───── GIVEN ENTRIES ─────

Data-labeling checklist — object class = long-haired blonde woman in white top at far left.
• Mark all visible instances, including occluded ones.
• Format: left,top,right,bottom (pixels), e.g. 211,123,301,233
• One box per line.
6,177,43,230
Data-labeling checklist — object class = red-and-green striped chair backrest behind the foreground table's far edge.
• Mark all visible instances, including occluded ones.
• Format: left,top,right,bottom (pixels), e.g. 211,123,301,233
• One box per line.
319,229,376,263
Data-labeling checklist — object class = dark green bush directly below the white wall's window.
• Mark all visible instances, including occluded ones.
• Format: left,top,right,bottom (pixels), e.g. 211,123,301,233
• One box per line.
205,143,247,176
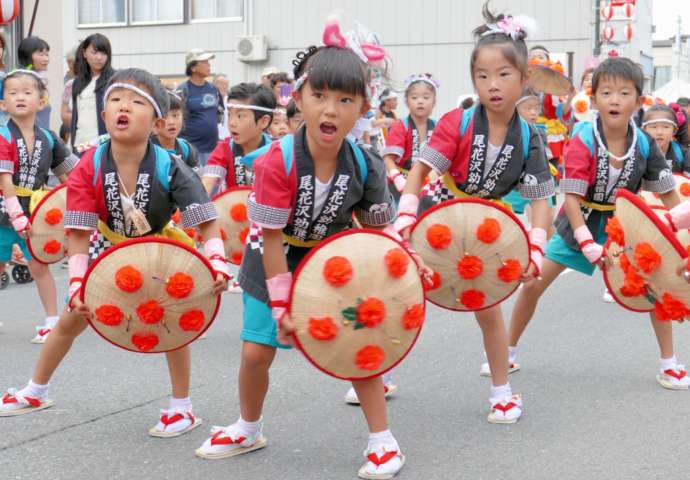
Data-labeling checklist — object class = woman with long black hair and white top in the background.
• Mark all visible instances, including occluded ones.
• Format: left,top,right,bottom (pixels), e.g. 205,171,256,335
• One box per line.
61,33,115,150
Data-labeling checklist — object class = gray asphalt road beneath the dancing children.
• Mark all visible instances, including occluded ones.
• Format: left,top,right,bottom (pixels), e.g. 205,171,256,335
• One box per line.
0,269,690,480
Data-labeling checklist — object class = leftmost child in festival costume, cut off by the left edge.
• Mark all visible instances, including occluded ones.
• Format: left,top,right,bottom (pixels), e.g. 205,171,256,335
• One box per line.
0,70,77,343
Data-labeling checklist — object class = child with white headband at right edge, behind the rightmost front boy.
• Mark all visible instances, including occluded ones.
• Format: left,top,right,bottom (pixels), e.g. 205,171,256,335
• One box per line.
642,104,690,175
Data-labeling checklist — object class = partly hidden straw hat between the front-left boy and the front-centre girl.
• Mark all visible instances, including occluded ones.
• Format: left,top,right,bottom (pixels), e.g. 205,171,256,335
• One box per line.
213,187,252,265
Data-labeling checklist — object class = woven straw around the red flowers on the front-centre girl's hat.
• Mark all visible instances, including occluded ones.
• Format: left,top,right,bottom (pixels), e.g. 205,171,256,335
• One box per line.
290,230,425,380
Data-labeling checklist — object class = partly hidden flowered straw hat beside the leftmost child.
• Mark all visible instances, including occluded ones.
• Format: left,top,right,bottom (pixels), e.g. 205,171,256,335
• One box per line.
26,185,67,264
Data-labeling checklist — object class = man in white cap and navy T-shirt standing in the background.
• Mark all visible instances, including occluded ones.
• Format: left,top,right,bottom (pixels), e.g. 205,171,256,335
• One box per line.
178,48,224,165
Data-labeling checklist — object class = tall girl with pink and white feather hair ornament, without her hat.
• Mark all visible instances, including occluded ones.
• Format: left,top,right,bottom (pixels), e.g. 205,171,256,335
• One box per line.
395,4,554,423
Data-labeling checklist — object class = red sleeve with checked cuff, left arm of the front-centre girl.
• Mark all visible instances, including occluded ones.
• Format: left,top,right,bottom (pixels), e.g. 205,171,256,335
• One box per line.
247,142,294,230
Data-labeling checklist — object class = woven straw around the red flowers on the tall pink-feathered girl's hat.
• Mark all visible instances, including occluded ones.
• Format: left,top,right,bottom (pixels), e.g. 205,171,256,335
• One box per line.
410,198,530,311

─────

• _ASSIGNMENT_: In the data above, how many lines carry the string "with"? Only the number should be given.

• _TASK ANSWER_: 4